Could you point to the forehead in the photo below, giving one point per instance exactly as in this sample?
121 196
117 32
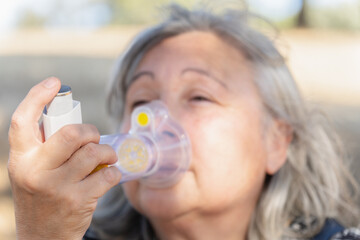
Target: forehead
204 49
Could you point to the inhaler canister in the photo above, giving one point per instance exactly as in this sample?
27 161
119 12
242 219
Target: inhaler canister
61 111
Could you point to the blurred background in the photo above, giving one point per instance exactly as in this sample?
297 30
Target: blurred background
78 41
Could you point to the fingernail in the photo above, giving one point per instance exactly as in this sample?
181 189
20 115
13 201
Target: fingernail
50 82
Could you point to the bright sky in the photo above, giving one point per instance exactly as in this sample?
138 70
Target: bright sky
90 16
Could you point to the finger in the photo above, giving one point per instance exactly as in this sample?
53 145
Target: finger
24 128
87 158
66 141
97 184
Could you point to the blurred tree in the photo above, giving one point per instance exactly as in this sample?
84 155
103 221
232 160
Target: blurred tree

---+---

● **Exercise instructions**:
Retype all of the records above line for line, without any change, and leave out the pictures.

● **Correct answer**:
Could you point to the forehead in the photo below, giving one point per instance exactly as in this sample?
121 196
117 32
Target: forehead
204 49
Could you point to the inhaler canister in the photo above, giving one point per instance exactly as in this sample?
27 161
119 12
242 219
Target: inhaler canister
61 111
Could you point to the blurred background in the photo above, giving one point per instance exactly as in this sample?
297 30
Target: blurred background
78 41
Could you point to the fingernail in the photo above, giving one point per instance exactly as in this sample?
181 189
20 115
13 201
Target: fingernail
50 82
Could you point to the bright sky in the photo above, giving one point per instance exactly as in this sample?
138 70
Target: bright sky
90 16
Could you point to the finger in the photo above, giving one point per instance exactly as in this sample?
53 145
Target: finger
24 128
87 158
66 141
97 184
Could you point to the blurred tree in the photo above, giving one point per instance exactly as in this sample?
84 155
103 221
232 160
Target: blurred tree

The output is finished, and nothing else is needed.